Task directions. Quote each line exactly, from the line that contains "Target: leaf blade" down to the last line of the listing, and no other lines.

#### Source records

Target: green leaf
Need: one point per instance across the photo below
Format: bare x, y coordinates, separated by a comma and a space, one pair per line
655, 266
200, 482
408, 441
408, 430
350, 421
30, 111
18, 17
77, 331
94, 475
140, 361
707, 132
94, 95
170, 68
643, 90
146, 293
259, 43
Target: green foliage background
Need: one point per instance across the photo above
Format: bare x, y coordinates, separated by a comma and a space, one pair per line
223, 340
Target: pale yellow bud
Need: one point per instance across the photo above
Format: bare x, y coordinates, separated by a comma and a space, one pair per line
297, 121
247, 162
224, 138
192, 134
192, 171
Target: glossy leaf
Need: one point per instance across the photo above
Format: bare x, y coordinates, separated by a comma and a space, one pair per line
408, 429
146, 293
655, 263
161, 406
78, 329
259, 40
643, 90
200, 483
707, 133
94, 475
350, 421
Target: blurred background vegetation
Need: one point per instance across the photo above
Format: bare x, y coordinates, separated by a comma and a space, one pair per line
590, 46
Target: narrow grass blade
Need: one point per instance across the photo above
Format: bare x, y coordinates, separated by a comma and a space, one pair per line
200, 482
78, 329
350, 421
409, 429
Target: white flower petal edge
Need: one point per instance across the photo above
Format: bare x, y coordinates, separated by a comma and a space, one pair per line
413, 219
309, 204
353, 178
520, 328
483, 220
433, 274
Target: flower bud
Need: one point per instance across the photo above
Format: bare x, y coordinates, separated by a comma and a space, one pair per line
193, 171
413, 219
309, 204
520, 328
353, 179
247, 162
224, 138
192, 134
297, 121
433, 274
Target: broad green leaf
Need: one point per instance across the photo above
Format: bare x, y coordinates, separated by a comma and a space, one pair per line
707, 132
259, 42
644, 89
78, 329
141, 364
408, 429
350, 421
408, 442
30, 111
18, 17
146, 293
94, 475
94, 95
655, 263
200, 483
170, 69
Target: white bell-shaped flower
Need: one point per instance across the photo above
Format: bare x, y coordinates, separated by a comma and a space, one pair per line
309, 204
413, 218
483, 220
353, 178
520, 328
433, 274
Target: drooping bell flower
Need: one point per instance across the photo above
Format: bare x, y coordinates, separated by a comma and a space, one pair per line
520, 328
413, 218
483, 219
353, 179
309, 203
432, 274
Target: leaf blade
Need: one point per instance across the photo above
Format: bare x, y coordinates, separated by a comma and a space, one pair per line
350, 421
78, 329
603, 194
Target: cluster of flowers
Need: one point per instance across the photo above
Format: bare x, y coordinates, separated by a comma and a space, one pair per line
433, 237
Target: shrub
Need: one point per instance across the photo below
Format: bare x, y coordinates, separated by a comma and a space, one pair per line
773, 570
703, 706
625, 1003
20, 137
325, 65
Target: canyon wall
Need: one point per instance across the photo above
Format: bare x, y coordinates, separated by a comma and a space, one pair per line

########

Written answer.
Target: leaf blade
Need: one point per instance across the photo above
Format: bare x, y coordinates, separated by a comma and a space, one pair per line
350, 421
78, 329
603, 194
Target: cluster of flowers
Need: one point per instance across the photo above
Format: bare x, y coordinates, separated by a comma and a space, one pair per line
433, 237
Target: shrub
Need: one point per instance across the photo below
Format: bare x, y coordinates, separated by a comma and a space, one pair per line
773, 570
703, 706
625, 1003
20, 137
325, 65
Target: canyon wall
Need: one point per instance across the photo above
Format: bare x, y coordinates, separated by a comma and a space, one pair per line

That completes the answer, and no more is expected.